Saturday, July 8, 2023

Mighty Deep

12th Sunday Ordinary Time A

Matthew 10:24-39



Tough texts today

 

 

All week I heard this voice in my head saying: 
What do I know?

What do I know about fear?

Fear of violence?

Fear of persecution?

 

Even though the text offers 3x “don’t be afraid”

I’m afraid

What does ‘take up my cross’ even mean for me

…this text makes me a little uneasy;)

 

So…I approach today’s Gospel with necessary humility

Humility…And a lot of questions

I have a few thoughts…but you might have to complete this homily on your own

 

This part of Matthews Gospel is called the Mission Discourse

Jesus is sending the disciples out

Earlier in the discourse, Jesus promised the disciples power

Power to 

HEAL, RAISE, CLEANSE, and CASTOUT demons

They are being sent to do and say 

what they have experienced Jesus doing and saying. 

 

In today’s text, after preparing them with power

He prepares them for struggle, rejection…maybe worse.

I don’t know about you…But it seems clear to me

…they have every reason to be afraid!

 

What challenge…what advice 
does Jesus have for them in the face of what lies ahead?

In the bit about the two sparrows and all the hairs on their heads

I hear Jesus saying to the disciples:

KNOW YOUR VALUE…
Know it deep down
DIG DEEP

REAL DEEP

THAT’S WHERE YOU NEED TO PLANT YOUR FAITH AND TRUST

DEEP DOWN WHERE IT CANNOT BE KILLED

 

And even though we can’t relate to the context of the disciples 1st century fear

Even though we are a far cry 

from waking up afraid that we will be tortured/ostracized/ridiculed for our faith

 

Still…this is a call for us too.

 

This call to plant our faith in a God who also sends US

To heal, raise, cleanse, 

and cast out hate in Jesus’ name

This serious call just might be exactly what will take us through to the end

 

The metaphor of planting eventually falls apart

Using agricultural metaphors among some of you farmers is dangerous!

I don’t think farmers keep returning to dig the seed down deeper!

 

But that’s the image stuck in my head

 

 

I came across a more modern story to help us.

…the story of Clarence Jordan.

Jordan’s story is a story about what a deeply planted faith can sustain in a life.

 

This is a real HERO story
An absolute Christian HERO story
The story of Clarence Jordan.

 

Clarence Jordan

A rural Georgia boy

Was From a Prominent family in a small Georgia town 

He was always troubled by the racial and economic injustice he saw all around him

Got an agriculture degree from University of Georgia

Hoping to improve the welfare of sharecropping families of his region.

Later he sensed the need to add a spiritual dimension to the fight against poverty and injustice 

And so went to seminary becoming a scholar of New Testament Greek

So he was a farming NT Greek Scholar
it is said that he only read the scriptures in Greek

…translating as he went.

 

His main legacy is the Koinonia Farm he began in 1942
with his wife and another committed couple
you may know of it as the community that gave birth to Habit for Humanity


It was/still is a community where, 

like we read in the Acts of the Apostles,

everything is held in common.
# # # #
# WHAT YOU NEED TO DO:
• A. According to the homily, in what year did Clarence Jordan begin Koinonia Farm?
• B. Count the lines of the entries that contain the string "white", with case counting, and give only the number.
The entries that follow have no connection to the homily.

# MATERIALS PROVIDED:
# # # #
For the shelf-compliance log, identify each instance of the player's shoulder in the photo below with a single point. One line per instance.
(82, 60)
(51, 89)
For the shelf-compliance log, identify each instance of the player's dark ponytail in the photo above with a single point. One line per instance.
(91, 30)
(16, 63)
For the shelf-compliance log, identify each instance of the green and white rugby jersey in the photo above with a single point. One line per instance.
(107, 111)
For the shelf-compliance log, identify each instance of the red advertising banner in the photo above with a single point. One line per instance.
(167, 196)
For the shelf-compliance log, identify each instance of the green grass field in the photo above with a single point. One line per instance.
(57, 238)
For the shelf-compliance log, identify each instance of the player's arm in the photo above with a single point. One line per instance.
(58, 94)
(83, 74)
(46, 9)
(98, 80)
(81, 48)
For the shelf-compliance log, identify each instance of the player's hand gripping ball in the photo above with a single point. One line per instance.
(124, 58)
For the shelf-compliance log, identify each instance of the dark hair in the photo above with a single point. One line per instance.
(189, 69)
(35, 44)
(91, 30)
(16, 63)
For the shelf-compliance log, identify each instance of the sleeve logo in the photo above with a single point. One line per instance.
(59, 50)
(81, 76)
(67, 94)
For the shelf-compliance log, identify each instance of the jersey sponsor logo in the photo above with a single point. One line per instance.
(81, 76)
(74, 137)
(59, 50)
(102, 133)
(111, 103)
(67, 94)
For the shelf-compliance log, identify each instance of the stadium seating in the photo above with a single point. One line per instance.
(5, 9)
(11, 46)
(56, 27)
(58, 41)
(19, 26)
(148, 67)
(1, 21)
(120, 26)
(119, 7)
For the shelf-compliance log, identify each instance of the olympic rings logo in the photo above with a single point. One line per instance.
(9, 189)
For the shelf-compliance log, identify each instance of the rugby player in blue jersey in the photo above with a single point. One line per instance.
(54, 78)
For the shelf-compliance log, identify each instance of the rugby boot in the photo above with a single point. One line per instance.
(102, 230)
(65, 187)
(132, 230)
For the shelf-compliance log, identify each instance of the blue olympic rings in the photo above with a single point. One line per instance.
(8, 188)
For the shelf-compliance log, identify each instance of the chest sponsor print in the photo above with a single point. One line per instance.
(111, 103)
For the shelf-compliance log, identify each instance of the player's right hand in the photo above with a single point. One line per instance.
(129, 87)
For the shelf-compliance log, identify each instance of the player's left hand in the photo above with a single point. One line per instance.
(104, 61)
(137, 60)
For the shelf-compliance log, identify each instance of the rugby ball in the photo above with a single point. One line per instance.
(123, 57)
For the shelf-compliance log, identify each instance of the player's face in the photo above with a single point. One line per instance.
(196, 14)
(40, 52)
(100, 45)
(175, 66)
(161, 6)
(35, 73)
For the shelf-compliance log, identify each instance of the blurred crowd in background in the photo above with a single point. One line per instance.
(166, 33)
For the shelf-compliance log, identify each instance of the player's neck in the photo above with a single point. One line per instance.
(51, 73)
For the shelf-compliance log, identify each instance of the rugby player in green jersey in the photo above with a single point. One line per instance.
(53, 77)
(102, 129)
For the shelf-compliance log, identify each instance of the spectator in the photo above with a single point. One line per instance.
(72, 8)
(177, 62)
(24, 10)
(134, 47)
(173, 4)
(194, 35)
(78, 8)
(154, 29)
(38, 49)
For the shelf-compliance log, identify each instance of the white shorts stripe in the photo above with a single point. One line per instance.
# # # #
# FINAL ANSWERS:
• A. 1942

• B. 2